TASK OBJECTIVE:
Rewrite everything from the line containing "Where in the photo above can the blue sky" down to the end of the entries, keeping every line, and shift each point coordinate by adding 78 to it.

* start PROVIDED INFORMATION *

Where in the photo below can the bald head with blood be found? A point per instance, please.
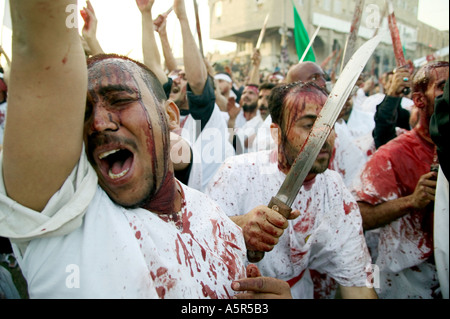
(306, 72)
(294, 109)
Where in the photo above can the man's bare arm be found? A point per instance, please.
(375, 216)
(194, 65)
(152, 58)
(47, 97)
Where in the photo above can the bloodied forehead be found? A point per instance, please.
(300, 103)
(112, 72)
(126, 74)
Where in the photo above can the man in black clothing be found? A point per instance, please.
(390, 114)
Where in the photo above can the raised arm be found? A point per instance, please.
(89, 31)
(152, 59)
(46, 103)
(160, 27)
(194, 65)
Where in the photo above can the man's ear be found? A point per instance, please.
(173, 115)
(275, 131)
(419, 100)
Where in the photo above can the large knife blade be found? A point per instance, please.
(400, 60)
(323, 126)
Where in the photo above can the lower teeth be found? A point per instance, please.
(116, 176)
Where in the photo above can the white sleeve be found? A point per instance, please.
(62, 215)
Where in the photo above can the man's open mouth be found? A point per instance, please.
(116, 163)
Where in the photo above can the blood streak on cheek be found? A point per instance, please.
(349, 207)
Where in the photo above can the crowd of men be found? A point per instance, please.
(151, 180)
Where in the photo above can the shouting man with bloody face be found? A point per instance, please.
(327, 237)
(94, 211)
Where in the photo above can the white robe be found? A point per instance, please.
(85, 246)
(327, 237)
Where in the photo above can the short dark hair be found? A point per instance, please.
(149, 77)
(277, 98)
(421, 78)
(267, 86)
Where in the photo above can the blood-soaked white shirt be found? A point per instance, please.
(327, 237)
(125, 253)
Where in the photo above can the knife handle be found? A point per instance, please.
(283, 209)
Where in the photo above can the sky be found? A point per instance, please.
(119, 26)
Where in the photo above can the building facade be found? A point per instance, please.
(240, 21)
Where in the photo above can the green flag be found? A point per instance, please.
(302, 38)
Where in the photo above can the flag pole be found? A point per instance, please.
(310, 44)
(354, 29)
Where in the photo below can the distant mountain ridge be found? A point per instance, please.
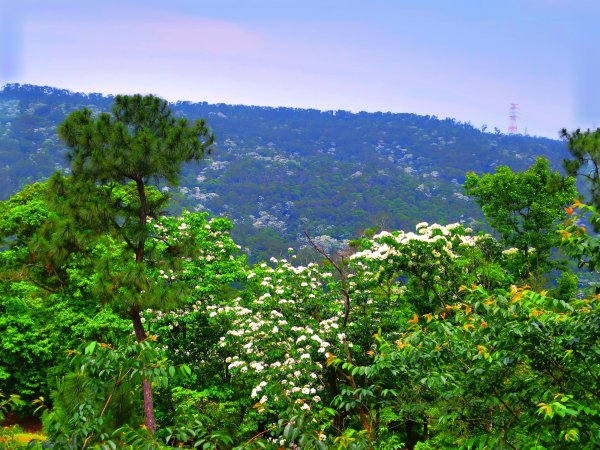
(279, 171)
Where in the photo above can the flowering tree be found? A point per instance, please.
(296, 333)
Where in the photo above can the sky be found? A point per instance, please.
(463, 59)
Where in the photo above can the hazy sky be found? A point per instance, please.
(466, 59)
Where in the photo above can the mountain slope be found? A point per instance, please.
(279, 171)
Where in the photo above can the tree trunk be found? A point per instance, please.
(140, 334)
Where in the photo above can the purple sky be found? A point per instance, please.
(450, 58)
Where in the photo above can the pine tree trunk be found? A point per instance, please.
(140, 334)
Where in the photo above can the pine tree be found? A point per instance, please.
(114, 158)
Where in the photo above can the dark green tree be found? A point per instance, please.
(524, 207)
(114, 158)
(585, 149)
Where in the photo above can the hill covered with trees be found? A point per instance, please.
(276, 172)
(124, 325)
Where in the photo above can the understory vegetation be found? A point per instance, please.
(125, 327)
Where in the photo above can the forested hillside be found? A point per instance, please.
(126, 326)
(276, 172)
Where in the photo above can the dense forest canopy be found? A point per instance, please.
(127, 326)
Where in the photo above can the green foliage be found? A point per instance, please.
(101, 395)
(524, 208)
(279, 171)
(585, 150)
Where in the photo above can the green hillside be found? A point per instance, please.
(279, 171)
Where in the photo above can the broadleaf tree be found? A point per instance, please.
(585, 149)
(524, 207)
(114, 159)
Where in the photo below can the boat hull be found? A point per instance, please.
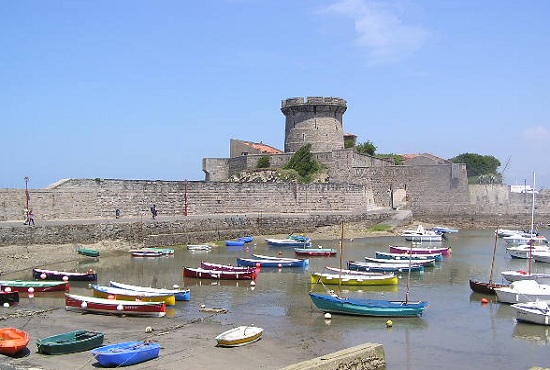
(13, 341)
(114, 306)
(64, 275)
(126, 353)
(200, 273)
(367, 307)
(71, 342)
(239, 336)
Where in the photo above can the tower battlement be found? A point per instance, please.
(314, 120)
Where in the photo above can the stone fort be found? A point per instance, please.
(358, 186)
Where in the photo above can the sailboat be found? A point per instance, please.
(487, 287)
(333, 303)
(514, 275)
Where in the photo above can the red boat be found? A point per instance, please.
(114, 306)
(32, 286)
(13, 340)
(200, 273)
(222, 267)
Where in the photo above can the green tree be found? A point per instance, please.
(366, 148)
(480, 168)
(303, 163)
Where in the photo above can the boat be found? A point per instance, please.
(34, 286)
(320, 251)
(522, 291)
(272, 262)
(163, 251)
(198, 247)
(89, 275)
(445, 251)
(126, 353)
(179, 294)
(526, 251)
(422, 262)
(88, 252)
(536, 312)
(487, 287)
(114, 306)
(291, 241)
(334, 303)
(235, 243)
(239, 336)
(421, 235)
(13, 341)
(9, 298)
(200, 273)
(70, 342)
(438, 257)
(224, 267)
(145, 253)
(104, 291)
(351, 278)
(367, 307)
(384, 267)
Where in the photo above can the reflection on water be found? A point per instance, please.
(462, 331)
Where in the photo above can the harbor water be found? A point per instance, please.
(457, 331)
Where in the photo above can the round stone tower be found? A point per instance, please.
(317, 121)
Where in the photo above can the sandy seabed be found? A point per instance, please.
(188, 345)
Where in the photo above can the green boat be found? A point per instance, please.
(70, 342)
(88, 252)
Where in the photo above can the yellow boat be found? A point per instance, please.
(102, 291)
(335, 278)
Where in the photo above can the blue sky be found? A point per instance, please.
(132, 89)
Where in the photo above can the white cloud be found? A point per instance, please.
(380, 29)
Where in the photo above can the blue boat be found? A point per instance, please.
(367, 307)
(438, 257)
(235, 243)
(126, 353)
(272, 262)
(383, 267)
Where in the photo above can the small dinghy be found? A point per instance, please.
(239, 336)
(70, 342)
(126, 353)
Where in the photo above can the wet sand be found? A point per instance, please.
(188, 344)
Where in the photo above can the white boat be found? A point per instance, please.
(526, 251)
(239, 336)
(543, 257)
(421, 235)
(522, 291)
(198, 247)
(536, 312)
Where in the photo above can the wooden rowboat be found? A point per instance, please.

* end PROVIDED INFORMATION *

CORRECT OUTPUT:
Where in the photo above can the blue sky be found? A point per instance, please.
(210, 167)
Where in the photo above can the white cloud be found? A point per instance, please.
(458, 107)
Where in the photo above can the blue boat be found? A point per instance, please.
(445, 385)
(516, 335)
(313, 321)
(204, 431)
(350, 340)
(461, 345)
Where in the photo above can the small dinghy be found? A point per instance, please.
(317, 414)
(148, 420)
(204, 431)
Where in the photo above can the wet sand be found? A point per instance, please.
(266, 422)
Where in the photo above can the white boat be found? A point per instance, please.
(604, 329)
(317, 414)
(621, 335)
(499, 313)
(600, 369)
(276, 325)
(614, 390)
Where in the photo above can the wooden rowboat be found? A point per instance, please.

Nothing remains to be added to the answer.